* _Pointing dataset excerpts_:
▼
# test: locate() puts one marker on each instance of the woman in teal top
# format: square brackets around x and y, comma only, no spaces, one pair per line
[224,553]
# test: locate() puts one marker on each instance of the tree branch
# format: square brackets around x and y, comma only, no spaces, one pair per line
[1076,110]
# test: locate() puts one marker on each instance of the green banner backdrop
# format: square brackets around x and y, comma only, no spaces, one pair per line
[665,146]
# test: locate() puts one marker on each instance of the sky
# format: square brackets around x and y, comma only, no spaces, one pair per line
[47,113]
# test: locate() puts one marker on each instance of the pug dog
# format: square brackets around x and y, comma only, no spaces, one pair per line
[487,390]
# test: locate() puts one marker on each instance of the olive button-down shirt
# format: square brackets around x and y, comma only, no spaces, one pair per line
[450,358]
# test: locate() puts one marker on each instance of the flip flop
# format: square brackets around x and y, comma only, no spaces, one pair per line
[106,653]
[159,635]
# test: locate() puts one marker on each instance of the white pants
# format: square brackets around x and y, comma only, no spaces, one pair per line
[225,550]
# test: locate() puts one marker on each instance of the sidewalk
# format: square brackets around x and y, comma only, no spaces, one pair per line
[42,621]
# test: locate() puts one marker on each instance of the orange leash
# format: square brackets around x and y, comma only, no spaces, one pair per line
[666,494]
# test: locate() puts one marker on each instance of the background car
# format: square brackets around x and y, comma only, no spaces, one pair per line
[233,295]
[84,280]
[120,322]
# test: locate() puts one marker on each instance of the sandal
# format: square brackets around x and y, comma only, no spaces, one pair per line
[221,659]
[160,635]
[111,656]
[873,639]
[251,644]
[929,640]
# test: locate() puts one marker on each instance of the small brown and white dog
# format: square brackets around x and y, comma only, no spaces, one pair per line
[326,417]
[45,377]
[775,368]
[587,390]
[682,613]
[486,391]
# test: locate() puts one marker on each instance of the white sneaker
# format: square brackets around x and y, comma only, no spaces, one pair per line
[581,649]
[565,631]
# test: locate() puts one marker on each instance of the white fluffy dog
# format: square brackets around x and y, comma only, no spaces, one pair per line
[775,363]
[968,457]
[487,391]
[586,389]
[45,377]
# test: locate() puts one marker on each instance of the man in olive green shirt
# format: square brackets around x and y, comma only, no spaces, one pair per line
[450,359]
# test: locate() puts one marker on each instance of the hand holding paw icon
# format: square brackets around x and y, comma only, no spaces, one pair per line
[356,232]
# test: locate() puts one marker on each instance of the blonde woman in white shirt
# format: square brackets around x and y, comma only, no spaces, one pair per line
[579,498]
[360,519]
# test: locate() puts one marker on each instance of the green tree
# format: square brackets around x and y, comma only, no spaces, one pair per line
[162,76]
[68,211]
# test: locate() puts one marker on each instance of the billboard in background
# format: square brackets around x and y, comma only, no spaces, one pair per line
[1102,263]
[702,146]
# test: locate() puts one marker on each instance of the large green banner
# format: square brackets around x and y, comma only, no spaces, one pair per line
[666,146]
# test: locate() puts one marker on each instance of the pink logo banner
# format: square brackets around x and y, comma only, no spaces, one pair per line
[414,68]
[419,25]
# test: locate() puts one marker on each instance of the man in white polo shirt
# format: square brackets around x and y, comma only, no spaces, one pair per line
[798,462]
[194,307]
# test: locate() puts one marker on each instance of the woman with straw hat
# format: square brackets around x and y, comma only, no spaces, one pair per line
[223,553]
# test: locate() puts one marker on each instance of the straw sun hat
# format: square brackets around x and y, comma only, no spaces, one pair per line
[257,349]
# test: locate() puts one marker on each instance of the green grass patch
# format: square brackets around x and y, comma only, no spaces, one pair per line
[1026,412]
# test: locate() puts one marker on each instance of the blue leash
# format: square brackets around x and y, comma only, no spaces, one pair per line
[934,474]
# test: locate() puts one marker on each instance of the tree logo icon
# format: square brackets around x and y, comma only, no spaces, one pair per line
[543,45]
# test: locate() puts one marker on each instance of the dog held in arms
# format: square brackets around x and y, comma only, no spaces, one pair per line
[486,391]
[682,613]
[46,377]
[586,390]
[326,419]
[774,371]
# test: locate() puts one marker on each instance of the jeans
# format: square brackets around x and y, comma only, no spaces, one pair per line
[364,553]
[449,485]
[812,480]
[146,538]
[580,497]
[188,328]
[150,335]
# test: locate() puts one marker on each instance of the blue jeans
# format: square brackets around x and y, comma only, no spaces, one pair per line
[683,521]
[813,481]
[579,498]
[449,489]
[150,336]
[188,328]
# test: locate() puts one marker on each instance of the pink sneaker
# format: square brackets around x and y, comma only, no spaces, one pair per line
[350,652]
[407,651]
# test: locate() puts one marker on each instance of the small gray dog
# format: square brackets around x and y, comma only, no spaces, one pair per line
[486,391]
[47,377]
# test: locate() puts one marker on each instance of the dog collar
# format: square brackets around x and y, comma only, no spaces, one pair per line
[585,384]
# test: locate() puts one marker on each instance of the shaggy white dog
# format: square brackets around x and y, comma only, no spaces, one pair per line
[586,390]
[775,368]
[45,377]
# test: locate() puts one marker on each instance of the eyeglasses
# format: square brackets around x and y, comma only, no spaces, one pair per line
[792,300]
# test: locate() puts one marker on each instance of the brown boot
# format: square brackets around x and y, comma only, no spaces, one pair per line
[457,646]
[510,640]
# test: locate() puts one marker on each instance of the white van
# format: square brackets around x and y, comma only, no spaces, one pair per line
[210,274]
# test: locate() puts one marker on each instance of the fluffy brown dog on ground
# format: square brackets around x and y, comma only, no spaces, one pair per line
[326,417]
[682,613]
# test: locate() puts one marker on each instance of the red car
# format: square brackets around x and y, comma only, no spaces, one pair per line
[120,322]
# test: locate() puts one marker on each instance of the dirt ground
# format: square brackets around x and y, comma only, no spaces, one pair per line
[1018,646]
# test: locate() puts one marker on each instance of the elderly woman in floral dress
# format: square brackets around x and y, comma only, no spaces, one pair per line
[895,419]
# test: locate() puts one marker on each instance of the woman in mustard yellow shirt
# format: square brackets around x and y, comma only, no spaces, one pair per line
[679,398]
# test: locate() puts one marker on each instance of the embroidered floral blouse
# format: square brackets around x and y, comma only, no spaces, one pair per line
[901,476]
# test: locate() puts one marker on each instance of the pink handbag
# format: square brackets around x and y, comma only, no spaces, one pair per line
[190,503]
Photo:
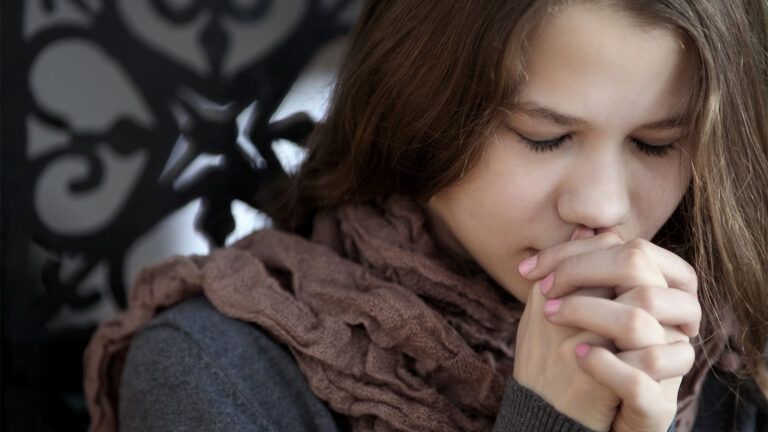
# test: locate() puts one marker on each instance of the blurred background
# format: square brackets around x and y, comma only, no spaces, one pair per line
[132,130]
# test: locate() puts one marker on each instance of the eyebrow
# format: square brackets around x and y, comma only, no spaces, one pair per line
[541,112]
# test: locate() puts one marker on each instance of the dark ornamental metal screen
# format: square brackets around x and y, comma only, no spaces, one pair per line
[107,106]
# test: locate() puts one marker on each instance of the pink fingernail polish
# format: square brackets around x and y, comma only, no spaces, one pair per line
[547,282]
[528,265]
[552,306]
[582,350]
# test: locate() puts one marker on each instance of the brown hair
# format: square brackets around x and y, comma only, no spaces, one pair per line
[421,87]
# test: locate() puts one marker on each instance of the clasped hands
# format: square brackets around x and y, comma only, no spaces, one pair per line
[610,358]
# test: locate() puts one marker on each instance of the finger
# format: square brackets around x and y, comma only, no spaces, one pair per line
[638,391]
[661,361]
[622,269]
[668,306]
[548,259]
[676,271]
[628,327]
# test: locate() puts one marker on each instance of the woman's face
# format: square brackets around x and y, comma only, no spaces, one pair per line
[585,144]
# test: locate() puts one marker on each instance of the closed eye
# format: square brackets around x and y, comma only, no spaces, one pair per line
[541,146]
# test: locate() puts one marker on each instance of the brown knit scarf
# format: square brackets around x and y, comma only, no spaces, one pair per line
[388,329]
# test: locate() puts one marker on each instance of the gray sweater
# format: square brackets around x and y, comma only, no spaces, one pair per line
[193,369]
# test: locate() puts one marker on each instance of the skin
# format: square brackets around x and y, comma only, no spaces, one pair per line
[549,226]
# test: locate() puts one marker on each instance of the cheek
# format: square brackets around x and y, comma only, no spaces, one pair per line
[659,195]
▲
Write out, unchanged, the lines of the material from the line containing "of the finger" through the end of the material, including both of those ends.

* _Problem solution_:
# test: locate() puts one marker on each instance of the finger
# format: square brackets around x and y, comma only, no spaces, one pair per line
[638,391]
[661,361]
[622,269]
[668,306]
[548,259]
[676,271]
[628,327]
# test: locate() puts one marker on each instance of the woman's face
# format: square brackets around x and y, comma only, no spaces, one pair per line
[585,144]
# test: locate() puts one marker on each instance of the closed eye
# format: square brackets around x and y, comma only, no spaces, one pair per line
[541,146]
# test: locate() puts one marker on each instance of the brown knit scarf
# format: square brackets around x and y, comma only, no spaces, one pair per line
[388,329]
# test: locate() puts one marker on each instance of the gray sweater
# format: square brackets around x and y, comma only, no spaces, one pair per line
[193,369]
# test: locate() puts one marker on each instance of the skin
# format: square brackets around x and y, comma only, no spaces, one pair per line
[549,226]
# test: locate() puts one marker on each instance of the cheek
# format: square brackets around x and y, comma only, no spaces, one pair per line
[659,195]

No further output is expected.